### Exercise details
Only the pictures are to be left out; set down the rest of the records exactly.

### Information given
----------

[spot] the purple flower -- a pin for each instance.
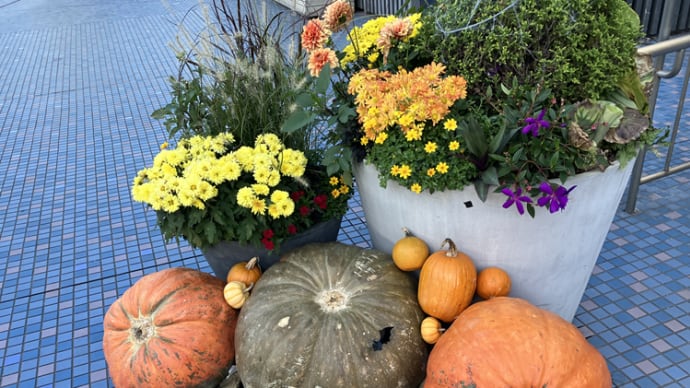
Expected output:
(533, 124)
(516, 197)
(554, 199)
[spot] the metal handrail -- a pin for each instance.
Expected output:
(659, 50)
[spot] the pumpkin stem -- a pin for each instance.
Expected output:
(141, 330)
(407, 232)
(252, 263)
(452, 249)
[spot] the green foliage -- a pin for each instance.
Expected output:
(241, 75)
(577, 48)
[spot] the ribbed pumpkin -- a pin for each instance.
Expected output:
(247, 272)
(508, 342)
(492, 282)
(171, 328)
(321, 317)
(410, 252)
(447, 283)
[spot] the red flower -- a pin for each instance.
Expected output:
(304, 211)
(268, 244)
(321, 201)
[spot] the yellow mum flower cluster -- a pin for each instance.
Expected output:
(407, 98)
(339, 186)
(189, 175)
(364, 40)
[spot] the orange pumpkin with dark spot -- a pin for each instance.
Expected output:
(171, 328)
(508, 342)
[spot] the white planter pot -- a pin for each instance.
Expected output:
(307, 7)
(549, 258)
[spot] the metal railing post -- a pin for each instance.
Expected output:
(667, 17)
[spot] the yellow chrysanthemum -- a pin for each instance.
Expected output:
(405, 171)
(381, 137)
(258, 206)
(245, 157)
(245, 197)
(442, 167)
(450, 124)
(260, 189)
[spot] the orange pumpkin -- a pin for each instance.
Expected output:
(492, 282)
(410, 252)
(431, 330)
(508, 342)
(447, 283)
(171, 328)
(247, 272)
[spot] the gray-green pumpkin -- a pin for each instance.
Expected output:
(316, 319)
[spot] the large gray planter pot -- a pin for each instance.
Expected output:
(550, 258)
(222, 256)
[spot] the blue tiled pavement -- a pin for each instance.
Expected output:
(78, 80)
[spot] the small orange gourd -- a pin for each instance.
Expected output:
(493, 282)
(431, 330)
(447, 283)
(236, 293)
(410, 252)
(247, 272)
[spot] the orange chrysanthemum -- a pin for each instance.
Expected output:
(397, 29)
(314, 35)
(338, 15)
(319, 58)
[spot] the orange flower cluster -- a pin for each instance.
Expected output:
(317, 32)
(407, 98)
(397, 29)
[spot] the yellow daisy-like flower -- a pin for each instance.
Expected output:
(381, 137)
(273, 211)
(279, 196)
(207, 191)
(245, 157)
(258, 206)
(442, 167)
(413, 134)
(285, 207)
(405, 171)
(260, 189)
(245, 197)
(273, 178)
(450, 125)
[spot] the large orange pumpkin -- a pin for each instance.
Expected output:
(171, 328)
(508, 342)
(447, 283)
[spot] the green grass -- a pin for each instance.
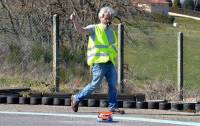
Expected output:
(152, 54)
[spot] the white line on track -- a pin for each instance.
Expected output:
(116, 117)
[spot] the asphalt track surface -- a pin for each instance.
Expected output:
(40, 115)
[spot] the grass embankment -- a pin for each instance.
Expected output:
(152, 53)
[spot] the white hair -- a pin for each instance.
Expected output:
(108, 10)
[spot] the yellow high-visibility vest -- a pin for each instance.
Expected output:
(100, 50)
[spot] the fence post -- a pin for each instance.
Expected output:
(56, 54)
(180, 65)
(120, 57)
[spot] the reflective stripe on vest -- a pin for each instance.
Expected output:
(101, 50)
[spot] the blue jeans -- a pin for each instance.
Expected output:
(100, 70)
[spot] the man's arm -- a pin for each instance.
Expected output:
(77, 26)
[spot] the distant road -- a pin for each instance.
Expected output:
(182, 15)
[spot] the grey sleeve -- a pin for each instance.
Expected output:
(90, 29)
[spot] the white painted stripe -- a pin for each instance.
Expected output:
(117, 117)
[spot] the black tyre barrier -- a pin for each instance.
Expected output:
(190, 107)
(93, 103)
(129, 104)
(67, 102)
(103, 103)
(58, 101)
(141, 105)
(197, 107)
(24, 100)
(164, 106)
(120, 103)
(176, 106)
(83, 103)
(47, 101)
(3, 99)
(12, 100)
(35, 100)
(153, 104)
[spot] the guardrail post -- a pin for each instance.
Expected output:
(180, 65)
(56, 54)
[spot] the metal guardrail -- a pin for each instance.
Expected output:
(185, 11)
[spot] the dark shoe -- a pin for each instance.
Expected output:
(117, 110)
(74, 104)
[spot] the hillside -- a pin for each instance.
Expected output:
(150, 47)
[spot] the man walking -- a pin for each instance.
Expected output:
(101, 55)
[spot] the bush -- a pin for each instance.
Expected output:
(15, 54)
(163, 19)
(37, 52)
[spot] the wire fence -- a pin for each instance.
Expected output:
(150, 55)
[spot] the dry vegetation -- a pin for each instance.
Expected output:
(26, 43)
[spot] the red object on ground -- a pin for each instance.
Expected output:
(104, 117)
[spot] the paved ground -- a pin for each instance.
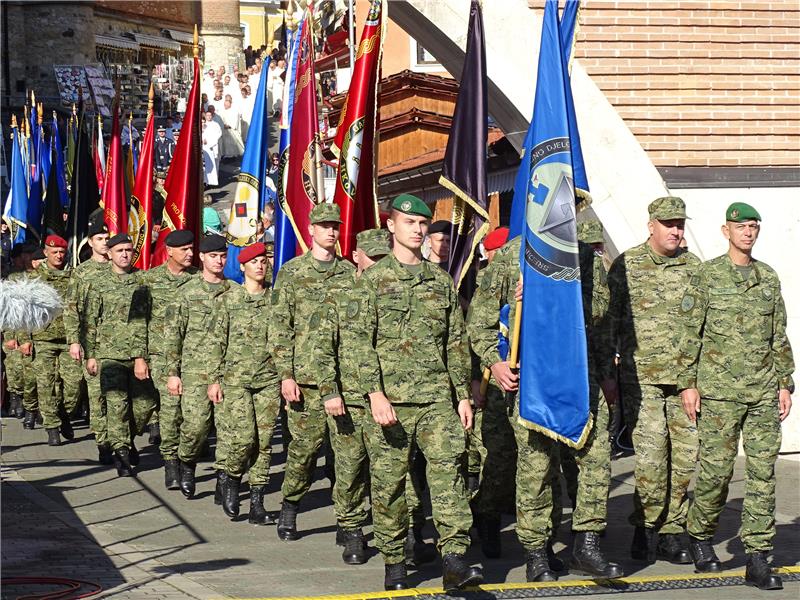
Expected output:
(63, 515)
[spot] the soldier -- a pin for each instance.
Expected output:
(94, 270)
(163, 283)
(244, 384)
(736, 361)
(116, 350)
(646, 284)
(302, 284)
(189, 323)
(414, 364)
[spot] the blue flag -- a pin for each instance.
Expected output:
(554, 372)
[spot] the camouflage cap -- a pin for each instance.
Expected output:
(666, 208)
(373, 242)
(739, 212)
(591, 231)
(325, 213)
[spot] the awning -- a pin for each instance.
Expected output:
(154, 41)
(113, 41)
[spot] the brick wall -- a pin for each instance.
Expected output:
(700, 83)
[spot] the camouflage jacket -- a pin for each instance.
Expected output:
(190, 322)
(409, 334)
(116, 317)
(238, 346)
(734, 344)
(82, 277)
(162, 286)
(643, 322)
(301, 288)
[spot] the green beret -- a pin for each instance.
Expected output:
(325, 213)
(667, 208)
(739, 212)
(373, 242)
(411, 205)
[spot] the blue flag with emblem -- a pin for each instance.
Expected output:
(554, 372)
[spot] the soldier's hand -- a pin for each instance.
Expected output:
(501, 371)
(335, 407)
(465, 413)
(691, 403)
(382, 410)
(174, 385)
(784, 403)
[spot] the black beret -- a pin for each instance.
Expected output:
(213, 243)
(182, 237)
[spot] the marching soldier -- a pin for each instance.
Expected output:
(736, 380)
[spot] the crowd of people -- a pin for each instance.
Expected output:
(382, 360)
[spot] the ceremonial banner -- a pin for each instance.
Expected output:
(554, 379)
(355, 141)
(464, 166)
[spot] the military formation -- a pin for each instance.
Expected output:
(410, 387)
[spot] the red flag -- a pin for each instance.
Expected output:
(114, 204)
(140, 220)
(304, 188)
(184, 184)
(355, 141)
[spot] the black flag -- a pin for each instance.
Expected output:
(464, 168)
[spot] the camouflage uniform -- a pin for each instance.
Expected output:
(646, 291)
(302, 285)
(419, 359)
(251, 391)
(189, 323)
(116, 334)
(163, 286)
(736, 353)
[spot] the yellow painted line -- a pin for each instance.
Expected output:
(498, 587)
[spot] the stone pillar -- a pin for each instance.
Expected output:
(220, 31)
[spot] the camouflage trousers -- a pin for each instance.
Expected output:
(58, 379)
(720, 424)
(665, 443)
(351, 465)
(129, 402)
(440, 437)
(250, 415)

----------

### Full solution
[spot] the purple flower -- a pin for each instance.
Expected output:
(533, 124)
(516, 197)
(554, 199)
[spot] the metal handrail -- a pin for each instance.
Expected output:
(659, 50)
[spot] the pumpkin stem -- a pin for each instance.
Expected output:
(141, 330)
(407, 232)
(252, 263)
(452, 249)
[spot] the green foliage -- a pin for each instance.
Expected output:
(241, 75)
(577, 48)
[spot] the ribbed pumpkin -- a pin for each instance.
Expected output:
(247, 272)
(508, 342)
(492, 282)
(171, 328)
(321, 317)
(410, 252)
(447, 283)
[spot] the red flower -- a pin for each instance.
Expected output:
(304, 211)
(268, 244)
(321, 201)
[spot] the yellow mum flower cluster -- a pin for each instance.
Expected output:
(407, 98)
(339, 186)
(189, 175)
(364, 40)
[spot] the orange pumpkin with dark spot -- a pin for each instance.
Expected output:
(171, 328)
(508, 342)
[spot] the white planter pot -- a pin for each instance.
Expected output:
(307, 7)
(549, 258)
[spot] the metal railing post -- a pin for each instance.
Expected output:
(667, 17)
[spot] the yellow chrysanthemum -- a pin for each instance.
Expected output:
(405, 171)
(381, 137)
(258, 206)
(245, 157)
(245, 197)
(442, 167)
(450, 124)
(260, 189)
[spot] the orange pumpkin -- a pin for each instance.
Expected output:
(492, 282)
(410, 252)
(431, 330)
(508, 342)
(447, 283)
(171, 328)
(247, 272)
[spot] the gray-green pumpkin -- a pin for each instance.
Expected output:
(316, 319)
[spot] the large gray planter pot -- a pin for each instance.
Expected output:
(550, 258)
(222, 256)
[spot] the blue tiled pavement -- a pin for each instance.
Expected output:
(78, 80)
[spot] the small orange gourd -- a pin for each instance.
Expected output:
(493, 282)
(431, 330)
(447, 283)
(236, 293)
(410, 252)
(247, 272)
[spot] the orange chrysanthemum -- a pin for each instance.
Expected output:
(397, 29)
(314, 35)
(338, 15)
(319, 58)
[spot] the orange flower cluster -- a pin for each instance.
Expected output:
(317, 32)
(407, 98)
(397, 29)
[spot] the yellow daisy-like flower -- a pin for each instance.
Expected output:
(381, 137)
(273, 211)
(279, 196)
(207, 191)
(245, 157)
(258, 206)
(442, 167)
(413, 134)
(285, 207)
(405, 171)
(260, 189)
(245, 197)
(273, 178)
(450, 125)
[spot] the large orange pumpkin -- a pin for each instance.
Expected output:
(171, 328)
(508, 342)
(447, 283)
[spot] the green grass -- a pin for each instance.
Expected output:
(152, 54)
[spot] the white line on track -- a pin for each instance.
Expected output:
(116, 117)
[spot] the asphalt track surface -- a pin for each instance.
Expected output:
(40, 115)
[spot] the grass embankment -- a pin for each instance.
Expected output:
(152, 53)
[spot] the white hair -- a pin for each instance.
Expected output:
(108, 10)
[spot] the yellow high-visibility vest -- a pin for each instance.
Expected output:
(100, 50)
[spot] the fence post -- a pin for each instance.
Expected output:
(56, 54)
(180, 65)
(120, 57)
[spot] the reflective stripe on vest -- a pin for each instance.
Expected output:
(101, 50)
[spot] the blue jeans -- a pin for each instance.
Expected output:
(100, 70)
[spot] the man's arm -- a pin for each instance.
Expected output:
(77, 26)
[spot] the distant road -- a pin for each instance.
Expected output:
(182, 15)
[spot] the grey sleeve -- a pin for each instance.
Expected output:
(90, 29)
[spot] the white painted stripe -- a pin for each instance.
Expected output:
(117, 117)
[spot] the black tyre barrier -- a pin for each instance.
Expected output:
(190, 107)
(93, 103)
(129, 104)
(67, 102)
(103, 103)
(58, 101)
(141, 105)
(197, 107)
(24, 100)
(164, 106)
(120, 103)
(176, 106)
(83, 103)
(47, 101)
(3, 99)
(12, 100)
(35, 100)
(153, 104)
[spot] the guardrail post -- a pin for each instance.
Expected output:
(180, 65)
(56, 54)
[spot] the metal guardrail -- a pin for each instance.
Expected output:
(185, 11)
[spot] the dark shoe -- a pin for each instance.
Expected output:
(117, 110)
(74, 104)
[spot] the hillside -- a pin for each instance.
Expected output:
(150, 47)
[spot] the man walking -- a pin for each instance.
Expected output:
(101, 55)
[spot] the bush -- a pin for each instance.
Expected output:
(15, 54)
(163, 19)
(37, 52)
[spot] the wire fence -- a pin for each instance.
Expected output:
(150, 55)
[spot] the dry vegetation -- a pin for each instance.
Expected output:
(26, 43)
[spot] the red object on ground -- a pin for each instance.
Expected output:
(104, 117)
[spot] the paved ground -- a pin for each instance.
Expected output:
(63, 515)
[spot] the soldier -- a pin for each instance.
Expected output:
(94, 270)
(163, 283)
(244, 384)
(736, 361)
(116, 350)
(646, 284)
(302, 284)
(189, 323)
(414, 364)
[spot] the blue flag -- a pin for each instance.
Expected output:
(554, 372)
[spot] the camouflage cap -- a pin for each instance.
Expected output:
(666, 208)
(373, 242)
(739, 212)
(591, 231)
(325, 213)
[spot] the awning -- a pin for each instance.
Expected output:
(154, 41)
(113, 41)
[spot] the brick wall -- a pin for each instance.
Expected output:
(700, 83)
[spot] the camouflage jacket -- a pin for each instance.
Expected output:
(190, 322)
(409, 334)
(116, 317)
(238, 346)
(734, 344)
(82, 277)
(162, 286)
(643, 322)
(301, 288)
[spot] the green beret -- a pin for each instance.
Expected output:
(325, 213)
(667, 208)
(739, 212)
(373, 242)
(411, 205)
[spot] the blue flag with emblem -- a pin for each instance.
Expected output:
(554, 372)
[spot] the soldier's hand -- a pin for each instance.
Expected output:
(501, 371)
(335, 407)
(465, 413)
(691, 403)
(382, 410)
(174, 385)
(784, 403)
[spot] the black beret -- a pin for each instance.
Expected output:
(213, 243)
(182, 237)
[spot] the marching soldier -- a pin for each instance.
Expected output:
(736, 380)
[spot] the crowd of people -- a pin for each instance.
Expected output:
(382, 360)
[spot] the ceremonial banner -- a pin for each instance.
Expected output:
(554, 379)
(355, 141)
(464, 166)
[spot] the military formation -- a pin for each instance.
Expected output:
(410, 387)
[spot] the red flag -- a pin for each instance.
Expected output:
(114, 204)
(140, 220)
(304, 188)
(184, 184)
(355, 141)
[spot] the black flag -- a pin for each instance.
Expected output:
(464, 168)
[spot] the camouflage uniform -- a pin for each instance.
Expected output:
(646, 291)
(302, 285)
(419, 359)
(251, 391)
(189, 323)
(116, 334)
(163, 286)
(736, 353)
[spot] the yellow painted line -- a pin for each instance.
Expected output:
(498, 587)
[spot] the stone pillar -- a pin for each instance.
Expected output:
(220, 31)
[spot] the camouflage trousers -- a pin for each instance.
Expected output:
(58, 379)
(720, 424)
(665, 443)
(351, 465)
(129, 402)
(440, 437)
(250, 415)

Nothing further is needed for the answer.